━━━━━ GIVEN RECORDS
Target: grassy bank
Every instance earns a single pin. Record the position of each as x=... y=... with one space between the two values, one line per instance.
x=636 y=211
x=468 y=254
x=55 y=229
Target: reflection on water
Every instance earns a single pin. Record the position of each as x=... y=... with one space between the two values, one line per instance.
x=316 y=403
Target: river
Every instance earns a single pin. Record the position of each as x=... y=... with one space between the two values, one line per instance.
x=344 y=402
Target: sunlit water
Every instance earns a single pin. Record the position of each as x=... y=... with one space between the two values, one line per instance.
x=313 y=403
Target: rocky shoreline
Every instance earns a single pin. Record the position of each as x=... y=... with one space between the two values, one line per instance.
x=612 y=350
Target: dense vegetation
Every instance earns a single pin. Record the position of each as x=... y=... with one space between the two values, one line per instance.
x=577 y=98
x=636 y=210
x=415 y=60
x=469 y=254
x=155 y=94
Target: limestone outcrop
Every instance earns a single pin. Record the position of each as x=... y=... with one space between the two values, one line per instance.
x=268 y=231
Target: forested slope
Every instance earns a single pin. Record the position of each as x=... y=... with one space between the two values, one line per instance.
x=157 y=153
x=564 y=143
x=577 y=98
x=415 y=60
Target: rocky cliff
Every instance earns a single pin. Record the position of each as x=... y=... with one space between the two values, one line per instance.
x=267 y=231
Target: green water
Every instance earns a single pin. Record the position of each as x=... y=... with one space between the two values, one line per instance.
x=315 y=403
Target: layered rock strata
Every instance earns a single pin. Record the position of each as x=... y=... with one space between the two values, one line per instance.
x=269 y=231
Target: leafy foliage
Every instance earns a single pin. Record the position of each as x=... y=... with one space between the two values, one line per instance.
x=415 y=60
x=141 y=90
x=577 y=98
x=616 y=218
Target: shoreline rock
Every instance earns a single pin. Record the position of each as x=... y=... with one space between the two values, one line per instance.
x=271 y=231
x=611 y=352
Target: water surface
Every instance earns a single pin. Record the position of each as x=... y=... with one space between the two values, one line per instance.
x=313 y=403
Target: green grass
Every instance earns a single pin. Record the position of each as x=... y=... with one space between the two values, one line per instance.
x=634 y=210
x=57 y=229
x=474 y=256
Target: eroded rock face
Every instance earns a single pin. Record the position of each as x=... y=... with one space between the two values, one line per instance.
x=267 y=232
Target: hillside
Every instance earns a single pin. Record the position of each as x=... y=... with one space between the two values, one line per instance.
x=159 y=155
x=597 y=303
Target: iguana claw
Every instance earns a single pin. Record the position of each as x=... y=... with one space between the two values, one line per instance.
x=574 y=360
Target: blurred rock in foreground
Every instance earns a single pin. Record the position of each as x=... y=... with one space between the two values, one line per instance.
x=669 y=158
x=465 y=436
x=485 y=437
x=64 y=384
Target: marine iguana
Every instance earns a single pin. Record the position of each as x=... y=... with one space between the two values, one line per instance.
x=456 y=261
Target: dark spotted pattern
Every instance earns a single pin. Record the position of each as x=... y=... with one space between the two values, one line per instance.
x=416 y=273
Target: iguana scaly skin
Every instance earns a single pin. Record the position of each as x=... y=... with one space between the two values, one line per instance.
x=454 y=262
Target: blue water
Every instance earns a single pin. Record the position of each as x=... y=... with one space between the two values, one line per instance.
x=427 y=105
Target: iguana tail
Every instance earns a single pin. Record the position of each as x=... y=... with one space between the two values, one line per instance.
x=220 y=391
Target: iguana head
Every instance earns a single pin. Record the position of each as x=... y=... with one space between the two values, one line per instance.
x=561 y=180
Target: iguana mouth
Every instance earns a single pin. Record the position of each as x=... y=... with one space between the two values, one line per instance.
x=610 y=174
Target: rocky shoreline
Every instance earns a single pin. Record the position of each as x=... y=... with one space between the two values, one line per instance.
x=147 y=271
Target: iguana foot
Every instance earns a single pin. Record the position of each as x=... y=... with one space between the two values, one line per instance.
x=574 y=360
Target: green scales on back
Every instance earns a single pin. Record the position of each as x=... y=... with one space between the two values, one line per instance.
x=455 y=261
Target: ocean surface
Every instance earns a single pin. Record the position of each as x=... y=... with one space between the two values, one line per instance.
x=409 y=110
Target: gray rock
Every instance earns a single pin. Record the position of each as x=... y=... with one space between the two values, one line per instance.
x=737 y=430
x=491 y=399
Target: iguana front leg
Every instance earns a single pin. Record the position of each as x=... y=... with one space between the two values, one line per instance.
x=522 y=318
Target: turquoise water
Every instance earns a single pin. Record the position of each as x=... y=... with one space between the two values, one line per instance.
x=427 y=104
━━━━━━━━━━
Every entry must be retyped in full, exactly as given.

> _FULL RESPONSE_
Target: grassy bank
Every instance earns a single pin. Record the position of each as x=... y=... with one space between the two values, one line per instance.
x=636 y=211
x=468 y=254
x=55 y=229
Target: reflection on water
Every instance earns a single pin. Record the position of each as x=... y=... with one space between the two values, one line per instance.
x=316 y=403
Target: river
Every instance earns a single pin. Record the position of each as x=... y=... with one space between the two values, one line per instance.
x=344 y=402
Target: sunlit water
Every instance earns a single pin. Record the position of each as x=... y=... with one space between the two values, one line per instance.
x=313 y=403
Target: rocky shoreline
Every instance earns a single pin. Record the position of each as x=... y=... with one space between the two values, one line per instance.
x=612 y=350
Target: dense vegetation
Every instance earns a single pin. Record the position of each as x=... y=... with one space between the two values, one line per instance.
x=577 y=98
x=636 y=210
x=415 y=60
x=469 y=254
x=155 y=94
Target: limestone outcrop
Every instance earns a single pin. Record the position of each as x=... y=... with one space between the two values, one line per instance.
x=268 y=231
Target: forested slope
Every instance earns a single pin. Record the position of each as x=... y=... with one space between the two values, one line per instance.
x=157 y=153
x=564 y=143
x=577 y=98
x=415 y=60
Target: rocky cliff
Every instance earns a single pin. Record the position of each as x=... y=... with one space between the two values, one line per instance.
x=267 y=231
Target: green water
Every instance earns a single pin. Record the position of each as x=... y=... with one space between the two values, one line per instance.
x=315 y=403
Target: layered rock strata
Every instance earns a single pin. Record the position of each as x=... y=... with one space between the two values, one line per instance.
x=269 y=231
Target: leafy foliage
Every instance earns a single pin. Record the position of each as x=... y=... with one space between the two values, one line per instance.
x=415 y=60
x=141 y=90
x=577 y=98
x=616 y=218
Target: shoreline rock
Every instance earns a single pin. Record the position of each as x=... y=... with one space between the two values, one line per instance.
x=271 y=231
x=611 y=352
Target: water surface
Every instance earns a single pin. Record the position of each as x=... y=... with one space between the two values, one line per instance.
x=313 y=403
Target: green grass
Every instance earns a single pin. Record the position of each as x=... y=... with one space between the two values, one line per instance.
x=634 y=210
x=57 y=229
x=474 y=256
Target: eroded rock face
Every instance earns a single pin. Record the position of each as x=... y=... with one space between the two values, one line per instance.
x=267 y=232
Target: hillside
Every instance earns a single pin. Record the position of each as x=... y=... with one space between the two values, one line per instance.
x=159 y=155
x=597 y=303
Target: iguana claw
Every instance earns a single pin. Record the position of each as x=... y=... with one space between the two values, one line per instance.
x=574 y=360
Target: blurred rock in foreground
Every instance earns a single pin. Record the position of each as x=... y=... with one space between the two values, one line per instance.
x=669 y=158
x=465 y=436
x=485 y=437
x=64 y=384
Target: marine iguana
Every instance earns a single pin. Record the position of each as x=... y=... with one space between the two values, one line per instance.
x=456 y=261
Target: dark spotted pattern
Every instance earns a single pin. Record the position of each as x=... y=... with one space between the two values, one line per instance.
x=416 y=273
Target: iguana scaly skin
Every instance earns a single pin. Record the position of each as x=... y=... with one space between the two values, one line per instance.
x=454 y=262
Target: blue water
Every instance earns a single pin. Record the position of each as x=... y=... with one space between the two values, one line per instance.
x=427 y=105
Target: iguana tail
Every instance earns a single pin. Record the position of each as x=... y=... with one space between the two values, one line per instance.
x=220 y=391
Target: iguana head
Every instance earns a single pin. Record the position of each as x=... y=... with one space between the two values, one line per instance.
x=561 y=180
Target: iguana mouth
Every instance earns a single pin. Record the position of each as x=... y=... with one space between the two values, one line per instance.
x=610 y=174
Target: rocky shoreline
Every instance earns a single pin. Record the position of each as x=... y=... with one space between the two values, one line per instance.
x=147 y=271
Target: iguana foot
Every instance earns a single pin. Record the position of each as x=... y=... with one space between the two values, one line per instance.
x=574 y=360
Target: green scales on back
Every instance earns a single pin. Record the position of each as x=... y=... with one space between the two values, one line per instance.
x=455 y=261
Target: ocean surface
Every instance earns a single pin. Record the position of each as x=... y=... with one space between the two values, one line per instance.
x=409 y=110
Target: gray rock
Every instance earns a single pin. Record the position of each as x=... y=... with one space between the two values, one line per instance.
x=737 y=430
x=491 y=399
Target: iguana front leg
Every instance earns a single pin. Record the position of each as x=... y=... with one space between the two values, one line per instance.
x=522 y=318
Target: turquoise water
Every instance earns a single pin. Record the position of each as x=... y=... with one space between the two values, one line per instance.
x=427 y=104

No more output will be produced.